WHAT IS NEEDED:
Please count how many lines of the records below contain the string "spectator", treating uppercase and lowercase as different, and reply with only that number.
::: LISTING
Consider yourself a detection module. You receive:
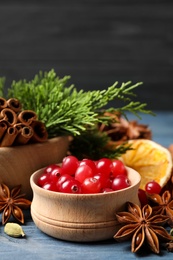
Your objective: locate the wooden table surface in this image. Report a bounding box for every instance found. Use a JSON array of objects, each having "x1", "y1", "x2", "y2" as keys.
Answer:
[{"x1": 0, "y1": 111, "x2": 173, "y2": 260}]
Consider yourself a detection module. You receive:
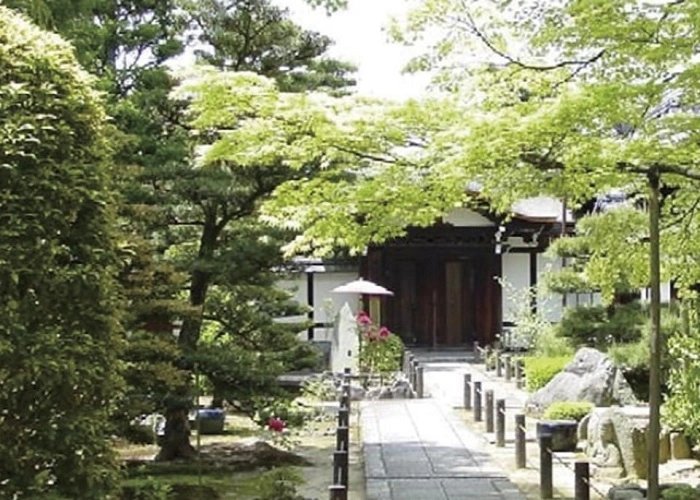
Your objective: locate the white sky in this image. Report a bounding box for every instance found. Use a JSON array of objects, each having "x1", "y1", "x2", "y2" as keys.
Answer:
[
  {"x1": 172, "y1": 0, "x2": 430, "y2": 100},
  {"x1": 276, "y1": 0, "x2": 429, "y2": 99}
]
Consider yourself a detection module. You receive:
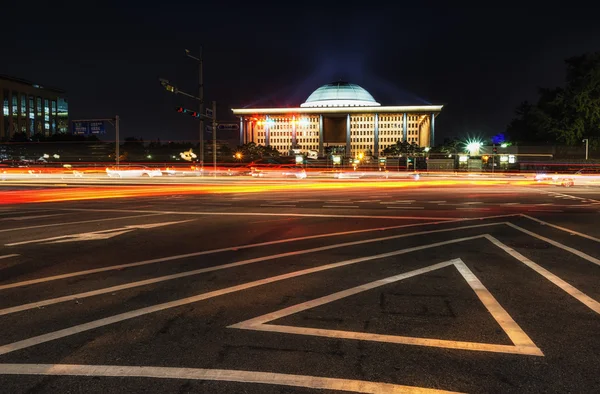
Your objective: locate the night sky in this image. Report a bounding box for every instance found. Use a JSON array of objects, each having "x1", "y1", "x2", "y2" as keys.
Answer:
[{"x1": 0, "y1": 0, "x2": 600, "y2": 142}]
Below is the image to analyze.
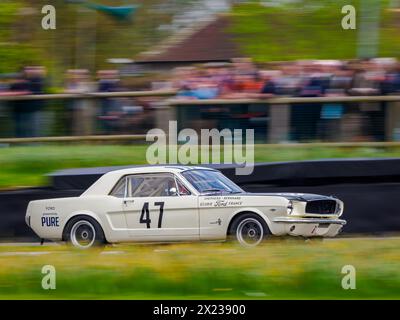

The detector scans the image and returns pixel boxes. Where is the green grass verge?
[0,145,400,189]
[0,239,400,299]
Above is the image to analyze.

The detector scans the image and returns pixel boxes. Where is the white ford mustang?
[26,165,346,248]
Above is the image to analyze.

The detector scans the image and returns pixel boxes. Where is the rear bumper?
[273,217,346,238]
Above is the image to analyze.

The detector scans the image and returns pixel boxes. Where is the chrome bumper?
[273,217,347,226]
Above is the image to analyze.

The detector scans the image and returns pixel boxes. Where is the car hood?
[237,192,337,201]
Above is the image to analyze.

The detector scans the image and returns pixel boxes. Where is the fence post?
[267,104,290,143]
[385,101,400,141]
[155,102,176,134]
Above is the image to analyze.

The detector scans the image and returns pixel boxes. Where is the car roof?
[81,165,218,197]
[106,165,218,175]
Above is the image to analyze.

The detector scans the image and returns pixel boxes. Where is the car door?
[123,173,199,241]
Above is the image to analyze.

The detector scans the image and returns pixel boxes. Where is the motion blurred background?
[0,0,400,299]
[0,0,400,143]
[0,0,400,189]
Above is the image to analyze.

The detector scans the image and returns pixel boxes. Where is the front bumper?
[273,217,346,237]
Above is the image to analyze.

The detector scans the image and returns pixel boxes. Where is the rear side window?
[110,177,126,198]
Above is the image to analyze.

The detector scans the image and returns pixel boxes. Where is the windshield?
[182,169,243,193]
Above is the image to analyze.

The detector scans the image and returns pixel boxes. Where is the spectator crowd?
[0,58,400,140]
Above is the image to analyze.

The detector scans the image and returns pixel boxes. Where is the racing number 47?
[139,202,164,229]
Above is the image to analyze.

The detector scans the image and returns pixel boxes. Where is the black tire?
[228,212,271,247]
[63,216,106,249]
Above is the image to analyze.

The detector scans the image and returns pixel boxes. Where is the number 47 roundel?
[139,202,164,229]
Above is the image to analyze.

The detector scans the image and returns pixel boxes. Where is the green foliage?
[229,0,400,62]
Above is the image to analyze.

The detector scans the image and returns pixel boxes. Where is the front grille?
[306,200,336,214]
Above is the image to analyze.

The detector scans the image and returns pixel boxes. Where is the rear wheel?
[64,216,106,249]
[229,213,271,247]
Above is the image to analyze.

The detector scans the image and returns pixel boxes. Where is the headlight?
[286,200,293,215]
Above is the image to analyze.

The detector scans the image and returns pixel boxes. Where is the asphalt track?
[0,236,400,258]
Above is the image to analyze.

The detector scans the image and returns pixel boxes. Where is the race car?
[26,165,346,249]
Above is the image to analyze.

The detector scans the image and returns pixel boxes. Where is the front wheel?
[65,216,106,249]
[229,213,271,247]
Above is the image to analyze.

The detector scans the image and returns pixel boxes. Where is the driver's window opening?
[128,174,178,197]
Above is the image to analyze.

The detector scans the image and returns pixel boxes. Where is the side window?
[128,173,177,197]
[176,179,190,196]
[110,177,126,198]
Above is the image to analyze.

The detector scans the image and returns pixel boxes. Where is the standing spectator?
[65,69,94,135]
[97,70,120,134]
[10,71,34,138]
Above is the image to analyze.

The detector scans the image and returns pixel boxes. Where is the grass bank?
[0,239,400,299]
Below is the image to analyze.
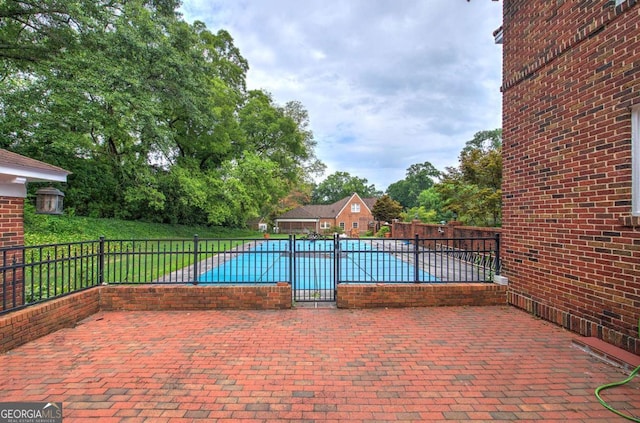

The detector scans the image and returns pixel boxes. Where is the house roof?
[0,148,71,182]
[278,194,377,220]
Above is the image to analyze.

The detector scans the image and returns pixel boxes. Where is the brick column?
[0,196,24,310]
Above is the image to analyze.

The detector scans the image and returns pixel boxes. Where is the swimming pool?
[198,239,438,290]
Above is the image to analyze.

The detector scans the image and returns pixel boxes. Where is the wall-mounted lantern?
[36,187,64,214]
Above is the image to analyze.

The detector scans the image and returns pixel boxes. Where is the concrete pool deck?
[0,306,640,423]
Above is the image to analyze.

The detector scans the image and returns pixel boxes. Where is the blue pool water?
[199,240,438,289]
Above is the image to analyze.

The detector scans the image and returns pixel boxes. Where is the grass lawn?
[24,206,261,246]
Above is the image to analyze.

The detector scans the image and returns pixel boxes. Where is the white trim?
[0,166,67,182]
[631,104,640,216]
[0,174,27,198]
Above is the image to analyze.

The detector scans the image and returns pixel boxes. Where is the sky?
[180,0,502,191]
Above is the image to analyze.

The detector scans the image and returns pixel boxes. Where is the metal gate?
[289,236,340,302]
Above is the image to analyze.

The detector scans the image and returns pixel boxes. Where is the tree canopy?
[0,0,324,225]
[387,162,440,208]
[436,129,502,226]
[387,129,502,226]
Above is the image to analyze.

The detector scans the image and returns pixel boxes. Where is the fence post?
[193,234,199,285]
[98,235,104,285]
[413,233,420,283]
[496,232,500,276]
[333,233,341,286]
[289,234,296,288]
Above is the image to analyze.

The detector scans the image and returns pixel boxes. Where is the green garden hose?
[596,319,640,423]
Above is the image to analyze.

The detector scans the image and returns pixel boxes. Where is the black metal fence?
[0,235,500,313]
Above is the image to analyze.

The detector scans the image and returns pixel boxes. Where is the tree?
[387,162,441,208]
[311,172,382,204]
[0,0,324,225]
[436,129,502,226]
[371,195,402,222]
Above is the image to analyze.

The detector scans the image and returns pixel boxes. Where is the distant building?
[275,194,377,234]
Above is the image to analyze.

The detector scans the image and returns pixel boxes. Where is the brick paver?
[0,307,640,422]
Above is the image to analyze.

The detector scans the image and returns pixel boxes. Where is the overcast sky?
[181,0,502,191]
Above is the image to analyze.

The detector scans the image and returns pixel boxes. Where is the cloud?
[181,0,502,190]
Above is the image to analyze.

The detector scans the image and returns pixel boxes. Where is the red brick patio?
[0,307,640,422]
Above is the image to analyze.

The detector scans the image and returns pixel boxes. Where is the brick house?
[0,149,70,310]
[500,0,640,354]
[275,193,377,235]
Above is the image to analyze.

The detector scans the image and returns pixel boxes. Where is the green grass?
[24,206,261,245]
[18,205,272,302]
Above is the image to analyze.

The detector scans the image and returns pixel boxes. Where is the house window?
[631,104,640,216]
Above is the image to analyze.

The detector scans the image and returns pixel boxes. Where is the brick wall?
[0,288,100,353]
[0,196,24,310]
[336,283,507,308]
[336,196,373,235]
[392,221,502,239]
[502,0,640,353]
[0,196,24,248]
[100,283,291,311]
::::::
::: LISTING
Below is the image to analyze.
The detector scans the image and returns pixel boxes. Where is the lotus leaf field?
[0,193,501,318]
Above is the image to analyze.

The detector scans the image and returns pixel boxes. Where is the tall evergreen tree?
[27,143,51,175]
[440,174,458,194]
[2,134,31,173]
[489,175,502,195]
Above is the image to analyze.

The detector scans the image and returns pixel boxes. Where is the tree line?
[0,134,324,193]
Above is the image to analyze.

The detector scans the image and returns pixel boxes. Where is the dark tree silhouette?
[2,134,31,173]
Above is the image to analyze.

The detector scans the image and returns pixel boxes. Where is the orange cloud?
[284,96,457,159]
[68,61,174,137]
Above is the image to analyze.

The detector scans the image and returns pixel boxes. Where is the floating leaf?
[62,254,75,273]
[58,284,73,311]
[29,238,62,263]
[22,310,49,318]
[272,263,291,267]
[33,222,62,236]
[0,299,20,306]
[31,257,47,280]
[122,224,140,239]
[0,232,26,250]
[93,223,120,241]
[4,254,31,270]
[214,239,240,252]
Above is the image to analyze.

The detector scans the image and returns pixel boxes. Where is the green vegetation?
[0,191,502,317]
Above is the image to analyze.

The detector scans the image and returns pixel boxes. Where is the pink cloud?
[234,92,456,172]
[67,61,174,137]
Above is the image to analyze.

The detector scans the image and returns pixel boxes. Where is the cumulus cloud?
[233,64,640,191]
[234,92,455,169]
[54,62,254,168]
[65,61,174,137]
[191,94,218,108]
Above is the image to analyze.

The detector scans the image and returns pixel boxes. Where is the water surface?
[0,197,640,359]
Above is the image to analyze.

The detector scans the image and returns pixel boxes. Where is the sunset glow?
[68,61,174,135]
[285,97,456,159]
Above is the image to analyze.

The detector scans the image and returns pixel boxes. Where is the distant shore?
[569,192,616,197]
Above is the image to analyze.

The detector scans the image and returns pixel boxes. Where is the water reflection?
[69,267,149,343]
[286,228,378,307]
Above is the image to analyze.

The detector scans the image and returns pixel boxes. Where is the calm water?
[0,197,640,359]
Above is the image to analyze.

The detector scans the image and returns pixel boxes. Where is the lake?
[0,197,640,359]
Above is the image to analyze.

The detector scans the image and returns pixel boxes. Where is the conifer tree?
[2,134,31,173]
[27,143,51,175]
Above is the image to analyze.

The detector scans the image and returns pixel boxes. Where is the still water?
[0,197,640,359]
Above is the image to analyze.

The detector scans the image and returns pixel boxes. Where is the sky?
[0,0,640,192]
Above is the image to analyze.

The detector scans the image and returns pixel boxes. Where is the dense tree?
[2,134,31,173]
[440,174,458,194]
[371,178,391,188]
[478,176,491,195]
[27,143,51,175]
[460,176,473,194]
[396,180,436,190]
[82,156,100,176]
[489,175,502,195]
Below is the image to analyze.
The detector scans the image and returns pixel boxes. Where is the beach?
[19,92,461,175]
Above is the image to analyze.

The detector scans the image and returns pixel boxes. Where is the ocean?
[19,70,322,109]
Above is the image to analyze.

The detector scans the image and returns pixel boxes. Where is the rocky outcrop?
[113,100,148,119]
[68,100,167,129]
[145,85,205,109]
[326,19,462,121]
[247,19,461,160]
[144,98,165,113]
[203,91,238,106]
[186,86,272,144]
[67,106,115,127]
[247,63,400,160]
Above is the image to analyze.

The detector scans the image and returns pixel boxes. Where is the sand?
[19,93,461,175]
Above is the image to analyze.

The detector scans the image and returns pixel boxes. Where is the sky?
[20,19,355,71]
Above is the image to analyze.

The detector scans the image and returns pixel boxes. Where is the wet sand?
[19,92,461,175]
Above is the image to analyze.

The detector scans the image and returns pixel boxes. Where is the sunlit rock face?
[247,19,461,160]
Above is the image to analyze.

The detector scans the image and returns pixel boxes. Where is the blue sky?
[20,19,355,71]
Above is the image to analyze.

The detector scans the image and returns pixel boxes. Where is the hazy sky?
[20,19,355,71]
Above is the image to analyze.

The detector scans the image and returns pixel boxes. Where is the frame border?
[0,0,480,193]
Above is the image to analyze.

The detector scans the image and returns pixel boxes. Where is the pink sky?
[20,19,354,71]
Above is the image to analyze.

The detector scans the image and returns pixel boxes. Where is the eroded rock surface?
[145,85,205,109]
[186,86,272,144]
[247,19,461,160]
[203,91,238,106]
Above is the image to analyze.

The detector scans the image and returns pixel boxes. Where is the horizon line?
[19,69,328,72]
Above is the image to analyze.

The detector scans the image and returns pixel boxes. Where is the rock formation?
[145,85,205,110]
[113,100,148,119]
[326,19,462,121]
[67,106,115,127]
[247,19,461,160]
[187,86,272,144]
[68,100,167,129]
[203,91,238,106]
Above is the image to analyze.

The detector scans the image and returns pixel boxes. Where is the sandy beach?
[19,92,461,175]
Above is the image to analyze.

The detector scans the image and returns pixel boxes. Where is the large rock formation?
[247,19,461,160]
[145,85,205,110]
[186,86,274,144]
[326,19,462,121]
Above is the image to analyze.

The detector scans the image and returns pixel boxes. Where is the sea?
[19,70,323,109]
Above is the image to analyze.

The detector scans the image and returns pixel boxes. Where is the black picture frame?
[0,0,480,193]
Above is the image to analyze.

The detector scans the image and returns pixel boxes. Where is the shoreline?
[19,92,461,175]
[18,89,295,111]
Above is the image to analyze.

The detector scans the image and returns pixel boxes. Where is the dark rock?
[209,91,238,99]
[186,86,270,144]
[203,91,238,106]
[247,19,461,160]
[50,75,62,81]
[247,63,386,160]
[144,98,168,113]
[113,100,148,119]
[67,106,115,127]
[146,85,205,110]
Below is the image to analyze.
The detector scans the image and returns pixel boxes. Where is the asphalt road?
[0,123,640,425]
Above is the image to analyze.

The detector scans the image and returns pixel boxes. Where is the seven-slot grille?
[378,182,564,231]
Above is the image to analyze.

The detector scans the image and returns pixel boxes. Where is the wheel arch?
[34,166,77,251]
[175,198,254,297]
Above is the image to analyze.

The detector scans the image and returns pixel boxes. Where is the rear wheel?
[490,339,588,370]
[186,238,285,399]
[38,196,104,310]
::::::
REPLY TO THE TASK:
2